## START Extracted records

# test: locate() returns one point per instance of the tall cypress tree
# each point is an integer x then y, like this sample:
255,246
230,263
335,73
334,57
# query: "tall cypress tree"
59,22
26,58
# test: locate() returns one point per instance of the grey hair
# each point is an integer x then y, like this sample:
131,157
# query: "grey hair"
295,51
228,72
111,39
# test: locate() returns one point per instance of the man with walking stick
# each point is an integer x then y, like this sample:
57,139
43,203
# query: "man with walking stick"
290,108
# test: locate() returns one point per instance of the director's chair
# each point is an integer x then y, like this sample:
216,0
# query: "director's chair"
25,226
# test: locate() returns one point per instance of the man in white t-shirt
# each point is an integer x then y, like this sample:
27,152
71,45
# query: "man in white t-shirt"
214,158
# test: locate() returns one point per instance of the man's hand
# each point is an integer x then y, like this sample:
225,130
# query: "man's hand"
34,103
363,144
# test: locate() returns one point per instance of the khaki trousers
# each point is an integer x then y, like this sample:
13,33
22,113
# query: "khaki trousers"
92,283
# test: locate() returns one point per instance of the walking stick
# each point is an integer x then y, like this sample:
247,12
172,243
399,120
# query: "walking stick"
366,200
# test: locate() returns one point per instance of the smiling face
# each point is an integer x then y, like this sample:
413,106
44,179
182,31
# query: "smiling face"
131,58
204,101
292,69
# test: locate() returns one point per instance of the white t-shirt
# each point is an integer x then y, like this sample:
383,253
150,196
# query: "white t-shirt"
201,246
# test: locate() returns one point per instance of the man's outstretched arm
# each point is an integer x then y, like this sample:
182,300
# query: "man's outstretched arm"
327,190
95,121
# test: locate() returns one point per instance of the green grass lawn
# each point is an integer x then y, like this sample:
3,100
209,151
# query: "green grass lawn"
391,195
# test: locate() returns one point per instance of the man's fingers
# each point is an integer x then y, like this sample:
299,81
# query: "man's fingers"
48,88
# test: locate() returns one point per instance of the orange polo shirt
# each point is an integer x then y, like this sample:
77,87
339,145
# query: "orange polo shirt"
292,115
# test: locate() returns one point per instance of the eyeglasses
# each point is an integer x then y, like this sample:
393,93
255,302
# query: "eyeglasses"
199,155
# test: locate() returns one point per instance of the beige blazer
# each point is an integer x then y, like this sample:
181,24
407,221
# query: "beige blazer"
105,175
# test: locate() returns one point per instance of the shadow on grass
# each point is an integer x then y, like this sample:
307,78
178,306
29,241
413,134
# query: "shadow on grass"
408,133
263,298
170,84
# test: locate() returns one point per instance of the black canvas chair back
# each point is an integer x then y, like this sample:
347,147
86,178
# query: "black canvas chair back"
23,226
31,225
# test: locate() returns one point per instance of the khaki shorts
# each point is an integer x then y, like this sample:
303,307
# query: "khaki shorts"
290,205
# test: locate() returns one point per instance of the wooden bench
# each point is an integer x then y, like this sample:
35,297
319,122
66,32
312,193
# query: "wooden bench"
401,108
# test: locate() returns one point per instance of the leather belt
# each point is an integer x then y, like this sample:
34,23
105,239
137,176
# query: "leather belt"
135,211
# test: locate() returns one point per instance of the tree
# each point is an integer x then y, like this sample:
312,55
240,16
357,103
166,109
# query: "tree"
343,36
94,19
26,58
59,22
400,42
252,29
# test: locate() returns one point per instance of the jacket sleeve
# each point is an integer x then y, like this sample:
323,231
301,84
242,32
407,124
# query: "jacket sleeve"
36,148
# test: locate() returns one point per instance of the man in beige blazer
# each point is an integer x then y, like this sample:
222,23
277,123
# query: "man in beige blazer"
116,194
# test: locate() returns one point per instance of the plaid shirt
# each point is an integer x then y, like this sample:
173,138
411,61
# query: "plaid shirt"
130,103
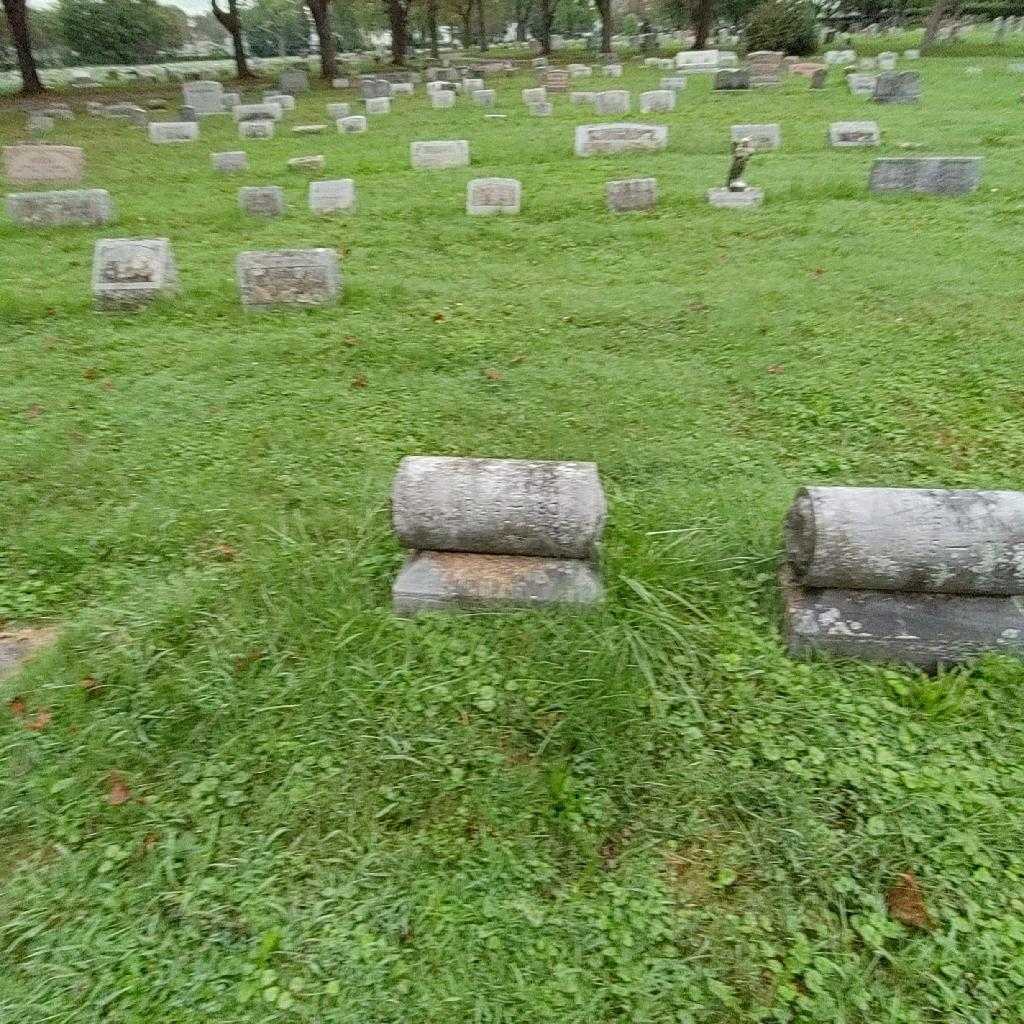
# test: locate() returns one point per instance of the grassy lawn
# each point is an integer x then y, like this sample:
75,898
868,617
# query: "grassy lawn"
259,797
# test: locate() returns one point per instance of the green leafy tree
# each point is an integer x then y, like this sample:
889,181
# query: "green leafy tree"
16,29
275,28
120,31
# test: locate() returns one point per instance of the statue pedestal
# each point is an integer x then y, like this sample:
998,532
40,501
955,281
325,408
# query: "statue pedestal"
748,199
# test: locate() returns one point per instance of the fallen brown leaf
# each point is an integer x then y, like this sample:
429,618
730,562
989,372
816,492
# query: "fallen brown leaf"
906,903
119,793
40,722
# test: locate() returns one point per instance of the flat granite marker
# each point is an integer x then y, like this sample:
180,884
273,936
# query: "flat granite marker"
926,175
76,208
852,134
164,132
493,196
128,273
488,534
439,156
592,140
305,278
32,163
332,197
764,138
631,195
904,574
262,201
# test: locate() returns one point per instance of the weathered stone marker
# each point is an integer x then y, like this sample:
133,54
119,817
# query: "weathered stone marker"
31,163
173,131
487,534
255,129
78,208
657,101
592,140
288,278
928,175
904,574
262,201
493,196
631,195
437,156
229,163
612,101
897,87
128,273
851,134
332,197
204,97
764,138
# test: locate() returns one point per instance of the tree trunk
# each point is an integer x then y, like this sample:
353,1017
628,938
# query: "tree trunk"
432,28
17,20
397,12
481,25
604,10
321,10
939,11
546,19
704,15
232,24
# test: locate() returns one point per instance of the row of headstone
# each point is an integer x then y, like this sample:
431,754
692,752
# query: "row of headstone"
886,574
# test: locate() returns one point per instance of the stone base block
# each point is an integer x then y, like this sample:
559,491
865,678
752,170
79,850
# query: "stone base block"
444,581
924,630
745,200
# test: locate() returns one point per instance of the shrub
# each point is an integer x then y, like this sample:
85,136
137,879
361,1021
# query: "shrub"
790,26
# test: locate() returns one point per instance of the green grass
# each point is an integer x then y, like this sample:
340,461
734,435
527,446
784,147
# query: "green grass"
644,814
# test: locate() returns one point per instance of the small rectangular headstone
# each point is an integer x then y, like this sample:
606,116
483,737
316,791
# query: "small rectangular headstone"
730,79
204,97
229,162
332,197
748,199
294,80
928,175
631,195
173,131
612,101
288,278
765,137
261,201
128,273
29,164
594,140
897,87
255,129
852,134
86,207
258,112
657,101
439,155
488,196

## END Extracted records

Request
Retype each line of the listing above word for word. Exclude the pictures.

Exercise result
# test: locate() returns one point per instance of the tall cypress tree
# each point is an integer x then y, like this sample:
255,246
230,263
335,73
334,57
# query: "tall cypress tree"
59,22
26,58
# test: locate() returns one point per instance of the grey hair
# each point is an integer x then y, like this sample:
131,157
# query: "grey hair"
295,51
228,72
111,39
# test: locate() returns one point per instance of the man with walking stick
# each point is an integer x then y, like this sample:
57,139
43,203
# query: "man with walking stick"
290,108
# test: locate() returns one point per instance of the director's chair
# each point is an integer x then y, like this sample:
216,0
# query: "director's chair"
25,226
# test: locate() returns one point per instance of the man in white t-shirt
# each point is an integer x then y, like this sample:
27,152
71,45
# query: "man in white t-shirt"
214,158
# test: locate() returns one point per instance of the man's hand
# each point is an integer x then y, like this sample:
225,130
# query: "man's hand"
34,103
363,144
# test: locate() returns one point per instance of the khaki trousers
# each point is an integer x then y, like this sample:
13,33
22,113
# query: "khaki trousers"
92,283
# test: locate() returns one point per instance of the walking stick
# each point is an integer x then y, like this sample:
247,12
172,243
399,120
# query: "walking stick"
366,200
# test: locate() returns one point per instance of the smiling face
# each point is an integer x then y, like this sample:
413,106
44,179
182,31
# query: "smiling face"
131,58
204,101
292,69
# test: locate() returns one point per instance of the white t-shirt
# each point is an integer x then y, like this sample:
383,253
150,196
# query: "white t-shirt"
201,246
# test: locate() returns one point per instance of the man's outstretched arm
# each point is an integer x then y, like this sample:
182,300
# query: "man's outstretched arm"
327,190
95,121
# test: locate() returns one point per instance of the green grass lawn
# each point is an integer x then y, like this sample:
3,100
209,151
# query: "green grass lawn"
391,195
# test: locate() returns one point per instance of the man's fingers
# each point is an integer x then y, like this sample:
299,81
# query: "man's fingers"
48,88
# test: locate() returns one point per instance of the orange polo shirt
# each point is an integer x then y, like this sample:
77,87
339,145
# query: "orange polo shirt"
292,115
# test: locate() returns one point per instance of the eyeglasses
# each point is an integer x then y, like this sample:
393,93
255,302
# query: "eyeglasses"
199,155
# test: locate() returns one point per instance of the beige blazer
# each point is an integer x then y, like this sample:
181,24
407,221
# query: "beige blazer"
105,175
# test: locate() returns one point per instance of the shadow on grass
# each point is an integer x then y, like this sample:
307,78
178,306
29,241
413,134
# query: "shadow on grass"
408,133
263,298
170,84
# test: locate() returns one point per instance of the black canvas chair back
# each point is an integer x then y, like this sample:
347,147
86,178
# query: "black canvas chair back"
23,226
31,225
# test: locate() returns one point per instance of the khaki shorts
# each point is an integer x then y, like this sample:
303,307
# query: "khaki shorts"
290,205
# test: locate() returns one point per instance of the wooden bench
# each point is an integer x then y, like this sample:
35,297
319,122
66,32
312,193
# query: "wooden bench"
401,108
# test: locate() returns one point per instance of the leather belt
# each point is an integer x then y, like this sample:
34,23
105,239
137,176
# query: "leather belt"
135,211
# test: locate() returns one point per instance of the tree
# each point is an integer x then y, like this sample:
312,55
240,16
357,103
166,109
# query: "tree"
343,36
94,19
26,58
59,22
400,42
252,29
# test: locate() returns one point per instance of the jacket sleeve
# each point is an integer x then y, like this sample:
323,231
301,84
242,32
407,124
# query: "jacket sleeve"
36,148
# test: locate() returns one point per instance of the man in beige blazer
# each point is an integer x then y, like this sample:
222,23
277,123
# query: "man in beige blazer"
116,194
# test: locate() returns one point per instance of the plaid shirt
# each point is an integer x then y, like this sample:
173,138
411,61
# query: "plaid shirt"
130,103
# test: locate() returns one point per instance of the grassy lawn
# each point is an integer x then y, like this sample:
75,898
868,617
# query: "grassy lawn"
259,797
# test: locate() returns one point per instance of the green leafy tree
# each point is an integer x then y, like this sample:
889,181
# query: "green leafy tree"
16,29
275,28
120,31
# test: locate() returns one point per instance of the statue pedestal
# each point is an integer x then y, like this sample:
998,532
40,501
955,281
325,408
# query: "statue pedestal"
748,199
# test: locate() returns one point per instance of the fallen brown leaf
# each point is an integer x then y, like this sample:
429,618
730,562
989,372
816,492
# query: "fallen brown leaf"
906,903
119,793
40,722
# test: locate() returns one point per instance of the flat granite marker
# each point is an integer x then y, like this sample:
180,884
273,936
# query: "flat granite marker"
926,175
76,208
852,134
164,132
493,196
128,273
488,534
439,156
592,140
305,278
32,163
332,197
764,138
631,195
904,574
262,201
# test: locate() returns one point per instance of the weathered stone marker
# each point is an integer x then y, like this sample:
133,54
119,817
# query: "weathered stone marker"
31,163
173,131
487,534
255,129
78,208
657,101
592,140
288,278
928,175
904,574
262,201
493,196
631,195
437,156
229,163
612,101
897,87
128,273
851,134
332,197
204,97
764,138
# test: locate() returns one point per instance of the tree trunk
# each point is an integer x then y, like this sample:
353,1017
628,938
# query: "tree trunk"
432,28
17,20
397,12
481,25
604,10
321,10
939,11
546,19
704,15
232,24
# test: locate() returns one point per instance of the row of headstone
# each point is an integer x then y, like this sample:
431,754
692,752
# query: "row of headstone"
886,574
# test: locate() returns one point per instance of the stone base block
# each point is an integer x then y, like this sample:
559,491
865,678
752,170
79,850
# query: "stone base block"
444,581
924,630
745,200
# test: locate() returns one point per instance of the shrub
# each point is an integer x then y, like this sample:
85,136
137,879
361,1021
# query: "shrub"
790,26
# test: locate() returns one point per instance of the green grass
# each point is an integer x then y, like this sample:
340,461
734,435
527,446
784,147
# query: "green grass"
644,814
# test: locate() returns one point per instance of the small rectangular headstone
# each point is an integer x then y, like this sample:
606,116
483,737
316,791
# query: "small rectangular headstone"
730,79
204,97
229,162
332,197
748,199
294,80
928,175
631,195
173,131
612,101
288,278
765,137
261,201
128,273
29,164
594,140
897,87
255,129
852,134
86,207
258,112
657,101
439,155
488,196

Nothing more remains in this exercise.